### REQUIREMENT:
Respond with the count alone after checking every line in the material below for "instance".
━━━━━━━━━━━━━━━━━━━━
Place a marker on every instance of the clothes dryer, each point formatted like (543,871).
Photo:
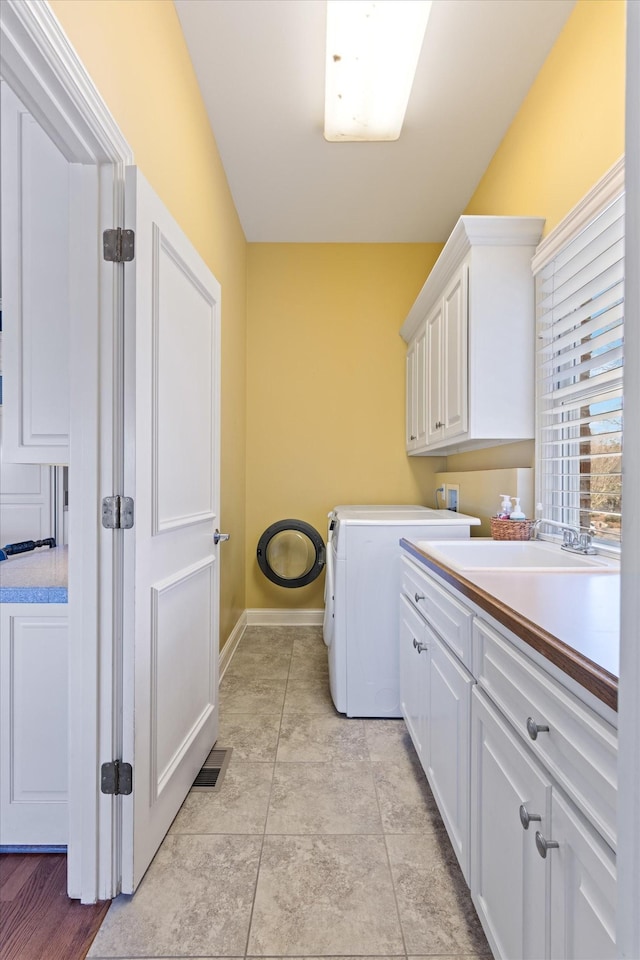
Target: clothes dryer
(362,595)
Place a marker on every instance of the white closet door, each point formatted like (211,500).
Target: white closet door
(25,502)
(35,289)
(172,302)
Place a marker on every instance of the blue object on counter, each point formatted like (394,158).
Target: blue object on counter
(25,546)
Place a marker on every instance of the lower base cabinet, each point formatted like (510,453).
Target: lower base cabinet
━━━━━━━━━━━━━━━━━━━━
### RESPONSE AREA:
4